* Explore the material:
• a. Decide whether each statement agrees with the Santorini environment text below, answering yes or no and quoting its deciding words: (i) the environment supports God powers; (ii) two agents play against each other; (iii) worker pieces are placed randomly at the start of the game.
• b. Carry on the Santorini environment text below, starting after its last sentence.

* Text for analysis:
* * * * *
Play the board game Santorini with this Reinforcement Learning agent and custom Gym environment
This is a PettingZoo environment (similar to OpenAI Gym for multi-agent tasks) for the board game Santorini.
Using this environment, different RL techniques like PPO and DQN to solve Santorini are attempted.
See /env
for PettingZoo environment and /algorithms
for RL code and models.
Environment:
Reuseable PettingZoo environment (similar to OpenAI Gym) for the Santorini board game. Official rules can be found at: https://roxley.com/products/santorini
This is a classic environment since Santorini is a turn-based board game.
Only ASCII env render is supported and 2 players (agents) play against each other.
Note that we currently have three modifications to the official game rules:
1. We randomly place the worker pieces at the start of the game.
2. We don't support God powers.
3. We have an unlimited number of building pieces.
None of the modifications should have a significant effect on gameplay or favor a particular player.
|--------------------|-----------------------------------------------|
| Actions | Discrete |
| Parallel API | No |
| Manual Control | No |
| Agents | `agents= ['player_1', 'player_2']` |
| Agents | 2 |
| Action Shape | (1) |
| Action Values | [0, 127] |
| Observation Shape | (3, 5, 5) |
| Observation Values | [0, 4] |
Action space is 2 * 8 * 8 which represents choice of worker piece, direction to move and direction to build.
* * * * *
* Source data:
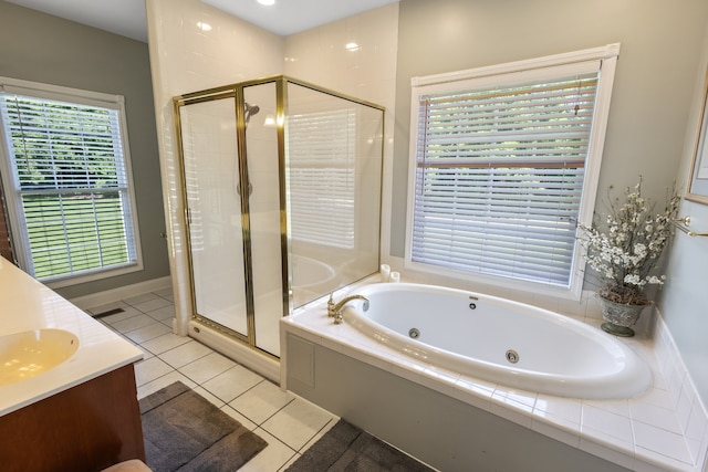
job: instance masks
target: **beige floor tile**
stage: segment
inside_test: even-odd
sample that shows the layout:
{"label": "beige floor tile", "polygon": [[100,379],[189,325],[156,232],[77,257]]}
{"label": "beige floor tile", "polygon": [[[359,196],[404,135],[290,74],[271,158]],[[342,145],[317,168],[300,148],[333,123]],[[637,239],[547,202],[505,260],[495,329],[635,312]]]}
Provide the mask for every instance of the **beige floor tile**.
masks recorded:
{"label": "beige floor tile", "polygon": [[[147,315],[145,315],[147,316]],[[149,318],[149,316],[147,316]],[[150,318],[153,319],[153,318]],[[144,348],[149,350],[153,354],[163,354],[169,349],[174,349],[177,346],[181,346],[185,343],[189,343],[191,339],[186,336],[177,336],[176,334],[164,334],[150,340],[147,340],[142,344]]]}
{"label": "beige floor tile", "polygon": [[295,398],[261,424],[261,428],[300,451],[333,418],[336,417],[322,408]]}
{"label": "beige floor tile", "polygon": [[174,368],[168,364],[159,359],[158,357],[152,357],[146,360],[142,360],[135,364],[135,382],[138,387],[150,382],[164,375],[173,371]]}
{"label": "beige floor tile", "polygon": [[243,395],[240,395],[229,406],[257,424],[261,424],[294,398],[292,394],[282,391],[274,384],[263,380]]}
{"label": "beige floor tile", "polygon": [[216,395],[227,403],[248,389],[254,387],[263,378],[242,366],[236,366],[219,374],[215,378],[204,382],[201,386]]}
{"label": "beige floor tile", "polygon": [[186,366],[180,367],[179,371],[197,384],[204,384],[235,366],[236,363],[233,360],[218,353],[212,353],[195,360],[194,363],[189,363]]}
{"label": "beige floor tile", "polygon": [[196,340],[190,340],[183,344],[181,346],[177,346],[174,349],[169,349],[160,354],[159,357],[170,366],[178,369],[211,353],[214,353],[214,350],[211,350],[204,344],[197,343]]}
* * * * *
* Per-task outputs:
• a.
(i) No: "We don't support God powers."
(ii) Yes: "2 players (agents) play against each other."
(iii) Yes: "We randomly place the worker pieces at the start of the game."

• b.
This is represented as a Discrete(128) action space. Creating a single discrete instead of MultiDiscrete space since
that's what many standard implementations have done. For example, the Chess implementation by PettingZoo.
Observation space consists of three 5x5 planes, represented as Box(3, 5, 5). The first 5x5 plane is 1 for the
agent's worker pieces and 0 otherwise. The second 5x5 plane is 1 for the opponent's worker pieces and 0 otherwise.
The third 5x5 plane represents the height of the board at a given cell in the grid - this ranges from 0 (no buildings) to 4 (dome).
Reward is 1 for winning, -1 for losing.